| Extracted text |
• • • •
Russian bombardment of Kharkiv, Ukraine’s second-largest city, is unabated. The Ukrainian prosecutor general’s office said this morning that at least 205 children have been killed and 373 wounded since the war began, and that 91 children have been killed in the Kharkiv oblast alone. Underscoring that nothing in that strategically situated city is out of bounds for the Russians, missile strikes on Saturday even destroyed the renowned chef José Andrés’s World Central Kitchen Hub in the city, in an attack that left four staffers wounded. 

According to the latest assessment from the British ministry of defense, Russia is carrying out attacks on cities across Ukraine to disrupt the movement of Ukrainian reinforcements and weaponry to the east. The Russians claim to have attacked more than a thousand targets last night alone. 

The “resilience of the highly motivated Ukrainian armed forces” is helping to repel attacks in the east, the British defense ministry also said. 

Those efforts are powered in part by weapons supplied through British and American largesse. President Biden is set to announce an additional $800 million military assistance package for Ukraine, bringing America’s total contribution to more than $3 billion. Howitzer artillery cannons are said to be part of Washington’s next delivery to Ukraine.
• • • •
| Information provided |

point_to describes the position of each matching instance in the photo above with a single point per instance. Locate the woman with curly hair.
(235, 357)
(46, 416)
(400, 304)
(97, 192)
• • • •
| Task directions |
Please sum up the report on the war in Ukraine in two sentences. The material has no part in this.

| Written answer |
Russian bombardment of Kharkiv continues; Ukrainian prosecutors report at least 205 children killed and 373 wounded since the war began, and a Saturday missile strike destroyed José Andrés's World Central Kitchen hub there, wounding four staffers. Britain's defense ministry says Russia is striking cities across Ukraine to disrupt the movement of reinforcements and weapons to the east, where Ukrainian forces, armed partly by Britain and the United States, are repelling attacks, and President Biden is set to announce an $800 million package that would bring the American total above $3 billion.